── Texte à lire ──

L'année 2024 marque un moment décisif avec l'accession de Nga Wai hono i te po Paki, fille du défunt roi Tuheitia Pootatau Te Wherowhero VII, à la tête du peuple maori. À seulement 27 ans, elle devient la deuxième femme à assumer ce rôle, succédant à son père après 18 ans de règne. Cette nomination marque une rupture avec les traditions pour la communauté indigène, en mettant fin avec la succession masculine habituelle.
Une rupture avec les traditions de succession
En Nouvelle-Zélande, bien que le pays soit une monarchie constitutionnelle sous l'autorité de Charles III, une seconde forme de royauté existe chez les Maoris. Cette institution, profondément ancrée dans leur culture indigène, perdure en tant que symbole d'identité et de cohésion pour le peuple. La récente nomination de Nga Wai hono i te po Paki symbolise une fracture avec les pratiques, marquant l'arrivée d'un leadership féminin dans une période de changements sociaux et culturels.
Acclamée lors d'une cérémonie sur l'île du Nord, la jeune reine fraîchement nommée a été conduite sur son trône par un groupe d'hommes tatoués et torse nu, brandissant des lances rituelles. Un chœur de femmes vêtues de noir chantait en son honneur. Couronnée de feuilles et portant un collier en os de baleine, elle s'est assise à côté du cercueil de son père, entourée de prières et de chants traditionnels. En 2016, elle avait marqué l'anniversaire du couronnement de son père par un tatouage sur le menton, symbolisant son attachement à ses racines culturelles.
Formée à la langue maorie et au droit coutumier à l'Université de Waikato, cette souveraine a également enseigné les arts culturels de son peuple. Ces compétences font d'elle une figure unificatrice et une protectrice essentielle des traditions maories. Cette communauté représente environ 17 % de la population néo-zélandaise, soit environ 900 000 personnes.

───

◆ **Tâche à réaliser**
Réécrivez le texte de « Une rupture avec les traditions de » à « sociaux et culturels. » en remplaçant « Charles III » par « la Couronne britannique ». Les lignes qui suivent n'ont aucun rapport avec le texte.

── Liste ──

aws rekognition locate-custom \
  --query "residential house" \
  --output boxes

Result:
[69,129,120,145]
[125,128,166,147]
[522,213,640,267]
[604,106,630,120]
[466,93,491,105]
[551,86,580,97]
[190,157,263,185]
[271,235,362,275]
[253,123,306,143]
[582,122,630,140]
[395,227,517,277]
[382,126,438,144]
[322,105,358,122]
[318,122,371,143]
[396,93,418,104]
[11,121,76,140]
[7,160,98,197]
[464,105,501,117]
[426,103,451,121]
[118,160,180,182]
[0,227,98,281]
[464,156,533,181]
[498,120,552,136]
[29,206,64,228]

───

◆ **Solution proposée**
Une rupture avec les traditions de succession
En Nouvelle-Zélande, bien que le pays soit une monarchie constitutionnelle sous l'autorité de la Couronne britannique, une seconde forme de royauté existe chez les Maoris. Cette institution, profondément ancrée dans leur culture indigène, perdure en tant que symbole d'identité et de cohésion pour le peuple. La récente nomination de Nga Wai hono i te po Paki symbolise une fracture avec les pratiques, marquant l'arrivée d'un leadership féminin dans une période de changements sociaux et culturels.